**Try it**. Transcribe all records, preserving every character.

Segmentation mask data
◇ ◇ ◇

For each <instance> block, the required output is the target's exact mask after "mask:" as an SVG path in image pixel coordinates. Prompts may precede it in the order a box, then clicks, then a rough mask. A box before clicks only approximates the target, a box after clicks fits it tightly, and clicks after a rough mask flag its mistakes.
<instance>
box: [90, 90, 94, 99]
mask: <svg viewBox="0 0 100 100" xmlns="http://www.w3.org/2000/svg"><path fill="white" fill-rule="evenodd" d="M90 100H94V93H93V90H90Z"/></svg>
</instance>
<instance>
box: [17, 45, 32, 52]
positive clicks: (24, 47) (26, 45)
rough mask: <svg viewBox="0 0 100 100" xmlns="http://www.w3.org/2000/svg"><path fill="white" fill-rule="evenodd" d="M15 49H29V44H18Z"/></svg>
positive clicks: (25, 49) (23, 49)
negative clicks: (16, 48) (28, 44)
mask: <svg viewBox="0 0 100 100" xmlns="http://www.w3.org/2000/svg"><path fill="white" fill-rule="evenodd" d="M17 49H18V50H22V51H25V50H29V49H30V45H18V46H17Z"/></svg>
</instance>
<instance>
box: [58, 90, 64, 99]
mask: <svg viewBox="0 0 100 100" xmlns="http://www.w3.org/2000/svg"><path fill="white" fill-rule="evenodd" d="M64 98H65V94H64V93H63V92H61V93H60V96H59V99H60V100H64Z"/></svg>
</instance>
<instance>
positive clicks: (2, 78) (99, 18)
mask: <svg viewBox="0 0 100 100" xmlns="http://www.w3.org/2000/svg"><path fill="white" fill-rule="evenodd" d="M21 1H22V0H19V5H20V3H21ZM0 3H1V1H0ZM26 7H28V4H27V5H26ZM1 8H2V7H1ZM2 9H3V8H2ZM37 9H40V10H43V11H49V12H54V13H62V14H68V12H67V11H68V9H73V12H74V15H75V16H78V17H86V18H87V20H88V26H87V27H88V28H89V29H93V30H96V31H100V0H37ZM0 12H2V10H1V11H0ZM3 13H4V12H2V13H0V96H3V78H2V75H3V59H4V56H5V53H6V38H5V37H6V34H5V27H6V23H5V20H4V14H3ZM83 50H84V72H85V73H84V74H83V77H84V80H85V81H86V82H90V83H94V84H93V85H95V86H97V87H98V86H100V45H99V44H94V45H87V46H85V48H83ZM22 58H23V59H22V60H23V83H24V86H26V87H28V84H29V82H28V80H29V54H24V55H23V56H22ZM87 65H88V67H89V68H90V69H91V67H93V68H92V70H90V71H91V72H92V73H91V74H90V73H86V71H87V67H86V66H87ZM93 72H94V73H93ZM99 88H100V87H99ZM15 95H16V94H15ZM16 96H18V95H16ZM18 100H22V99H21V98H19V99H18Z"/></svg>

◇ ◇ ◇

**Solution to this problem**.
For each <instance> block, the required output is the target's exact mask after "mask:" as an SVG path in image pixel coordinates. Prompts may precede it in the order a box, then clicks, then a rough mask. A box before clicks only approximates the target, a box after clicks fits it tightly, and clicks after a rough mask flag its mistakes.
<instance>
box: [90, 90, 94, 99]
mask: <svg viewBox="0 0 100 100" xmlns="http://www.w3.org/2000/svg"><path fill="white" fill-rule="evenodd" d="M90 100H94V93H93V90H90Z"/></svg>
</instance>
<instance>
box: [17, 45, 32, 52]
positive clicks: (24, 47) (26, 45)
rough mask: <svg viewBox="0 0 100 100" xmlns="http://www.w3.org/2000/svg"><path fill="white" fill-rule="evenodd" d="M15 49H29V44H18Z"/></svg>
positive clicks: (25, 49) (23, 49)
negative clicks: (16, 48) (28, 44)
mask: <svg viewBox="0 0 100 100" xmlns="http://www.w3.org/2000/svg"><path fill="white" fill-rule="evenodd" d="M17 49H18V50H22V51H25V50H29V49H30V45H18V46H17Z"/></svg>
</instance>
<instance>
box: [58, 90, 64, 99]
mask: <svg viewBox="0 0 100 100" xmlns="http://www.w3.org/2000/svg"><path fill="white" fill-rule="evenodd" d="M64 98H65V94H64V93H63V92H61V93H60V96H59V99H60V100H64Z"/></svg>
</instance>
<instance>
positive clicks: (2, 78) (99, 18)
mask: <svg viewBox="0 0 100 100" xmlns="http://www.w3.org/2000/svg"><path fill="white" fill-rule="evenodd" d="M21 1H22V0H19V5H20V3H21ZM0 3H1V1H0ZM26 7H28V4H27V5H26ZM1 8H2V7H1ZM2 9H3V8H2ZM37 9H40V10H43V11H49V12H54V13H62V14H68V12H67V11H68V9H73V12H74V15H75V16H78V17H86V18H87V20H88V26H87V27H88V28H89V29H93V30H96V31H100V0H37ZM0 12H2V10H1V11H0ZM3 13H4V12H2V13H0V96H3V78H2V75H3V59H4V56H5V53H6V38H5V37H6V34H5V27H6V23H5V20H4V14H3ZM83 50H84V72H85V73H84V74H83V77H84V80H85V81H86V82H90V83H94V84H93V85H95V86H97V87H98V86H100V45H99V44H94V45H87V46H85V48H83ZM22 58H23V59H22V60H23V83H24V86H26V87H28V84H29V82H28V80H29V54H24V55H23V56H22ZM87 65H88V67H89V68H90V69H91V67H93V68H92V70H90V71H91V72H92V73H91V74H90V73H86V71H87V67H86V66H87ZM93 72H94V73H93ZM99 88H100V87H99ZM15 95H16V94H15ZM16 96H18V95H16ZM18 100H22V99H21V98H19V99H18Z"/></svg>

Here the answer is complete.